练习目标: 请从下面的列表中挑出所有包含“ornate”一词的行，并把这些行完整抄写出来。

══════════════════════════════

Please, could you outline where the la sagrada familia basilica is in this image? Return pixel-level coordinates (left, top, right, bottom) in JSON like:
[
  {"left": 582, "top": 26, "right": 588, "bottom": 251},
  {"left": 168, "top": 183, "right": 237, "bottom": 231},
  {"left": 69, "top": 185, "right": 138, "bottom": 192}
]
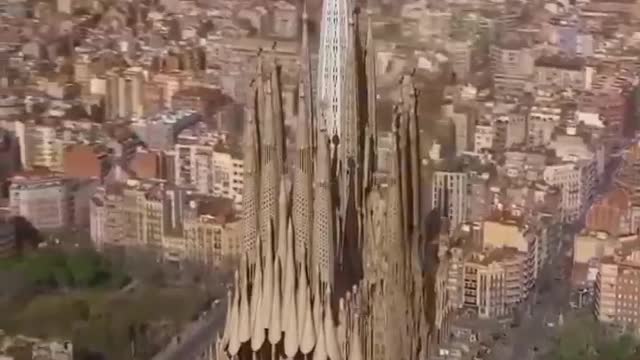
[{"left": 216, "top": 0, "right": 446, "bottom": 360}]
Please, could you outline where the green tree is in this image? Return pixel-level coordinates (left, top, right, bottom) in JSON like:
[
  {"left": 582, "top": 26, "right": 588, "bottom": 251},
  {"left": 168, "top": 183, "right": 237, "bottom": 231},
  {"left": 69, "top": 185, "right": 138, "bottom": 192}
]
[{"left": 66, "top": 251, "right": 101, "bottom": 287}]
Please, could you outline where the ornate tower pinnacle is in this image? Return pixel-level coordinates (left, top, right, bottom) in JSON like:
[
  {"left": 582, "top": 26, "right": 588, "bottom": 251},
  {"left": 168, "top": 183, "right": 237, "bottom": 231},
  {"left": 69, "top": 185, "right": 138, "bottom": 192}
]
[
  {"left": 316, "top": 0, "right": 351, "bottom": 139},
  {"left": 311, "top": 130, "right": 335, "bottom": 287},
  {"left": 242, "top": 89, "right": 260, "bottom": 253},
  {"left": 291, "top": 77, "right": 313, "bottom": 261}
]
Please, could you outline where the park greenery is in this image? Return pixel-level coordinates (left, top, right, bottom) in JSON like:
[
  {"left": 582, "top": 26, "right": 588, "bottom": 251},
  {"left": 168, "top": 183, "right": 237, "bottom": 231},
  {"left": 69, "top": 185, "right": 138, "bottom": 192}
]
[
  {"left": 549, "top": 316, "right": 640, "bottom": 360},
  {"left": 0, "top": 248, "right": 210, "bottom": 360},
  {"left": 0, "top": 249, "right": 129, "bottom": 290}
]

══════════════════════════════

输出结果:
Please, could you outline where the ornate tower pinnacle is in this image? Return pixel-level coordinates (left, top, right, bottom) in JSON like:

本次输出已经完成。